- **What you need to do**:
Extract every line between the one with "fence, one point per instance" and the end of the entries, both included, word for word and free of pictures.

Coordinate annotation entries
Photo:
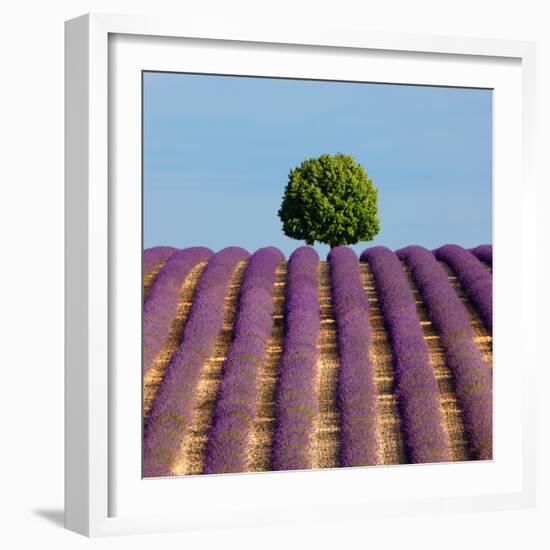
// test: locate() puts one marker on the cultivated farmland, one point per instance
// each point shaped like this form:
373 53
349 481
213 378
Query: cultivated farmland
255 362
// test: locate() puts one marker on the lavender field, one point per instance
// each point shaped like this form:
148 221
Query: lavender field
256 362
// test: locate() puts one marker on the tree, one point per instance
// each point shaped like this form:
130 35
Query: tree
330 199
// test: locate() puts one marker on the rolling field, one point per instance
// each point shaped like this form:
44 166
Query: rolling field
255 362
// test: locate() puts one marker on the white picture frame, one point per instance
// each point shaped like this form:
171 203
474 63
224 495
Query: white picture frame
106 52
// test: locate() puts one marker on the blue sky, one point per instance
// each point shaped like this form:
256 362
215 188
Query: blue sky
218 150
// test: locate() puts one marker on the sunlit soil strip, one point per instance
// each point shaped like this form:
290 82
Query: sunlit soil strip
153 378
390 439
481 337
190 460
149 279
452 414
261 438
325 450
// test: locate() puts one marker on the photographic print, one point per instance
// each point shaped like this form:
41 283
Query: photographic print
317 274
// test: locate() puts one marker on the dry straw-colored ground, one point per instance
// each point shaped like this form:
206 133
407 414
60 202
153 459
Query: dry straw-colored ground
324 440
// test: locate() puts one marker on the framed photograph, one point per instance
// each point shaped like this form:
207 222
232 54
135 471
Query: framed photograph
290 262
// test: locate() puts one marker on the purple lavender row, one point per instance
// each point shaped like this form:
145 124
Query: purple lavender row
161 305
473 378
476 281
235 410
155 255
357 396
484 252
296 399
415 383
172 409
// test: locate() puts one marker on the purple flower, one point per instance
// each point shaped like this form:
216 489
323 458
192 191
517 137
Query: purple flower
159 310
415 383
296 399
474 278
172 409
357 394
236 405
472 376
153 256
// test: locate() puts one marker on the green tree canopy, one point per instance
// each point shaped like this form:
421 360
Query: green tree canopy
331 200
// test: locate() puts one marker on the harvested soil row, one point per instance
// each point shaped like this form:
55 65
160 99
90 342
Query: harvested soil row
149 279
261 439
482 337
327 424
452 414
154 376
390 438
191 458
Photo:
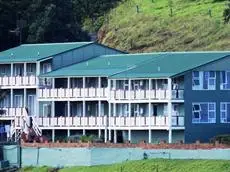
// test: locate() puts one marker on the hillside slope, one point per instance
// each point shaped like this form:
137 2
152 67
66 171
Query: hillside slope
194 25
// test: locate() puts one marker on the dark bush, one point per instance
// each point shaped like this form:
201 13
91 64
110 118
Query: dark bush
223 139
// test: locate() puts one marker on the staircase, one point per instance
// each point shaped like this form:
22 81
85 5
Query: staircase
26 126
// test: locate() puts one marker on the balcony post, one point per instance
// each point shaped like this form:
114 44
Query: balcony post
129 106
109 121
37 89
150 132
150 85
11 69
84 104
24 98
68 82
53 109
25 69
11 98
170 110
99 115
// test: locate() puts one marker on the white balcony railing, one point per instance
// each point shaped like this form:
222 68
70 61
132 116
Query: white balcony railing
158 121
18 81
146 94
12 112
73 93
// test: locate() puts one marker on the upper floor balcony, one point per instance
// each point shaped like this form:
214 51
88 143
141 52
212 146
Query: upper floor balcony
114 90
17 81
119 122
73 93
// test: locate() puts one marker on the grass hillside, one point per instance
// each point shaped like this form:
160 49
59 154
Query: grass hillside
158 165
194 25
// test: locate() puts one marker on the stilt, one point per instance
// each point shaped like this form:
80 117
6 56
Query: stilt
129 136
115 136
150 136
53 135
105 135
99 133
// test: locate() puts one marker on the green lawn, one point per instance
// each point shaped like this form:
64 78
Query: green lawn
158 165
152 29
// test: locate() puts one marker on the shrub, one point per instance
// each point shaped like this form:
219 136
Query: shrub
224 139
226 13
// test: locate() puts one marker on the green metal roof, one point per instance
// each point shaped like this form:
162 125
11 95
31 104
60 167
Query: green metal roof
146 65
35 52
170 64
105 65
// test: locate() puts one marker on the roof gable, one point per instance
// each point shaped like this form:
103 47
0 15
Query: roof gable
34 52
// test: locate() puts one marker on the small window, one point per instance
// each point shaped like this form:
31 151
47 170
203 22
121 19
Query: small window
204 113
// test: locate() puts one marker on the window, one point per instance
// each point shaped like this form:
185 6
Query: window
204 80
225 112
31 69
46 110
46 67
18 101
225 80
204 113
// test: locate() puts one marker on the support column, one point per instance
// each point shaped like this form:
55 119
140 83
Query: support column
150 131
68 108
105 135
25 70
109 122
37 89
170 110
115 136
68 82
11 98
68 133
53 135
24 98
129 106
99 115
11 69
84 104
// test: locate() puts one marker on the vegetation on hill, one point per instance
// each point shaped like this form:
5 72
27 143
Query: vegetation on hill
167 25
157 165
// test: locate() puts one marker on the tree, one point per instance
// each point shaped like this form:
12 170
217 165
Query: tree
226 13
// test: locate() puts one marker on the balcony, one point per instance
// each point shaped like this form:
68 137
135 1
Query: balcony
17 81
158 122
146 94
6 113
69 93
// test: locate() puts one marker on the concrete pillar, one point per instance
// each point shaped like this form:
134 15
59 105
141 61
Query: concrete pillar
68 108
24 98
53 135
105 135
68 133
11 69
109 120
52 109
11 98
170 110
68 82
25 70
150 132
115 136
84 107
99 115
129 135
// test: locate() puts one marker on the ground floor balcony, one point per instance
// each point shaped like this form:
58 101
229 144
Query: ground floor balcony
11 113
153 122
73 93
160 94
15 81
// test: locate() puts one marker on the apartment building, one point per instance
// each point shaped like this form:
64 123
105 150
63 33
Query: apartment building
88 88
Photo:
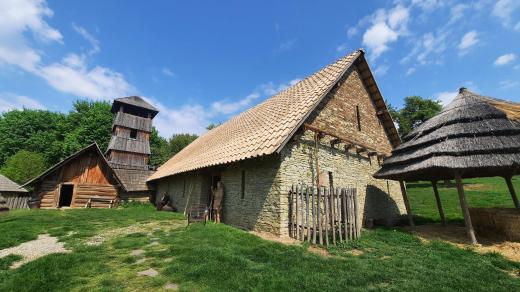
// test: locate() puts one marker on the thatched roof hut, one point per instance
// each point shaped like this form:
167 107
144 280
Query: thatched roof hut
474 136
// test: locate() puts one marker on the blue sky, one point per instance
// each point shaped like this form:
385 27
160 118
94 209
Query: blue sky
205 61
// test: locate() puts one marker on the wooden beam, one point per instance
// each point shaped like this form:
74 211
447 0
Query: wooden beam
406 203
465 210
512 191
438 200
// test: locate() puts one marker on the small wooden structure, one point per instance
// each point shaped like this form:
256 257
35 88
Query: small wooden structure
323 215
474 136
15 197
78 180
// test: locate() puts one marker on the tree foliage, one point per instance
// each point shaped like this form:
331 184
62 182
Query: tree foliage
23 166
416 110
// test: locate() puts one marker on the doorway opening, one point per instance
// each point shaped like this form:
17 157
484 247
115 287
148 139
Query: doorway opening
66 192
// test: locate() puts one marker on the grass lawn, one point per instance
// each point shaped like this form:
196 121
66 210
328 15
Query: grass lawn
223 258
480 192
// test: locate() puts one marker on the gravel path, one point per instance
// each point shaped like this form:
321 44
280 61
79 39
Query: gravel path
34 249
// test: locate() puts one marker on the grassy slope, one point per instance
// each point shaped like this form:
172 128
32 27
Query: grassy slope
219 257
481 192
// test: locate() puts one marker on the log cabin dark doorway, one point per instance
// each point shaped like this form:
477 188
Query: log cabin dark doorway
66 192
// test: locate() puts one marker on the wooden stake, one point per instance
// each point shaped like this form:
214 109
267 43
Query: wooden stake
406 203
512 191
465 210
438 200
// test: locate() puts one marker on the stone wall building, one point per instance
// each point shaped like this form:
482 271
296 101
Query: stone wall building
336 118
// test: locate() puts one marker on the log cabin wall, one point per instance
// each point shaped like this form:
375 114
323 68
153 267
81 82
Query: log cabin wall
89 175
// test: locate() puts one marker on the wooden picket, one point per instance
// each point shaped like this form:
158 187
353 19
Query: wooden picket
323 215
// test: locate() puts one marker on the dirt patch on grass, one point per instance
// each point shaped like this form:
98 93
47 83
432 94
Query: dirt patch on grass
456 235
34 249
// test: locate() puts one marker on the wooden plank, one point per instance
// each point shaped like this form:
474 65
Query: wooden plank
318 206
465 210
512 191
313 216
338 213
307 222
356 212
406 203
333 215
345 216
439 204
327 217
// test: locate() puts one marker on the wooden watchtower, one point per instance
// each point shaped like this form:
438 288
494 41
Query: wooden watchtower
129 147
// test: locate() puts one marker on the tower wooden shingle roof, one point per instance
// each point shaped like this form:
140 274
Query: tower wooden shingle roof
267 127
474 135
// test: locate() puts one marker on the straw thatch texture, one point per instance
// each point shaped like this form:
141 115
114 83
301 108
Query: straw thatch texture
474 136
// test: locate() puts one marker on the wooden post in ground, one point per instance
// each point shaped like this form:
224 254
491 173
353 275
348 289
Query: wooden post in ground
512 191
465 210
439 204
406 203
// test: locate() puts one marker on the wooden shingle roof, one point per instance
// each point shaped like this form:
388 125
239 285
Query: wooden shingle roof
7 185
267 127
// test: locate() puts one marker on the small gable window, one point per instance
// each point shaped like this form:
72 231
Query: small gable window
133 134
358 117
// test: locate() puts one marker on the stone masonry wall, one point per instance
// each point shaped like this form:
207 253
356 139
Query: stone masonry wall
337 113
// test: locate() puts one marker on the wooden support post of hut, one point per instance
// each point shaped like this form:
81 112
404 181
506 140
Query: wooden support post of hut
512 191
465 210
406 203
438 201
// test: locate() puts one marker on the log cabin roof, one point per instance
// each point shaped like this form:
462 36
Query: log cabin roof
7 185
474 136
92 147
267 127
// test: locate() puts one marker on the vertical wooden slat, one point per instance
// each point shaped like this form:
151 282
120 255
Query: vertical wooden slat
356 212
338 213
307 222
465 210
320 227
327 217
297 229
438 201
313 216
333 214
302 212
345 215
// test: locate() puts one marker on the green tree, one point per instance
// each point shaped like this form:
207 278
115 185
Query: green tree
37 131
88 122
23 166
179 141
416 110
160 149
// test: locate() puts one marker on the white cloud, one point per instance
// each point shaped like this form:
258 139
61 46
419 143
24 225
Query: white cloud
386 28
352 32
469 40
381 70
503 9
287 45
168 72
10 101
21 19
410 71
445 97
505 59
89 38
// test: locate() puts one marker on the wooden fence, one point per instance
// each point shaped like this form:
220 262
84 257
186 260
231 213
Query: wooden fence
323 215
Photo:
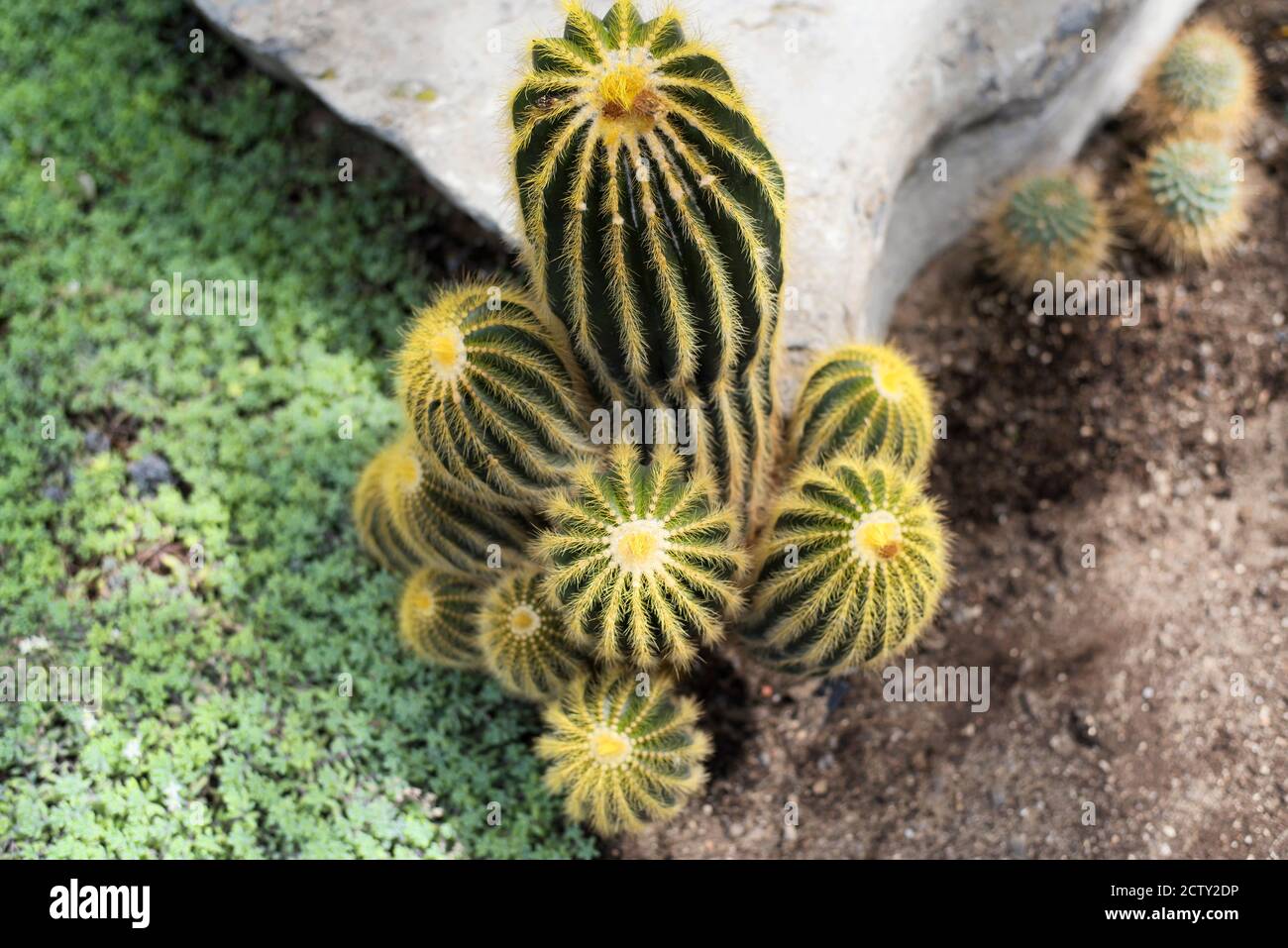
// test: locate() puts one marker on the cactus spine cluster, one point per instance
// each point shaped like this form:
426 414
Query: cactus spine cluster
1188 202
653 211
864 398
640 559
436 618
1203 86
451 532
490 394
623 750
584 578
850 570
524 644
1048 224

- **Answer below**:
// test: locate() puts one marker on the wooden fence, one point per instance
// each point shaped like this form:
220 262
84 257
186 260
231 213
Query: wooden fence
323 215
Photo:
// test: locate() puts one marker on the cactus spine cluster, one point per instance
// each point shaped like this form:
426 414
Query: cactus spine cluster
1188 202
653 211
864 398
640 559
436 618
1203 86
451 532
490 394
623 750
584 578
850 570
524 644
1048 224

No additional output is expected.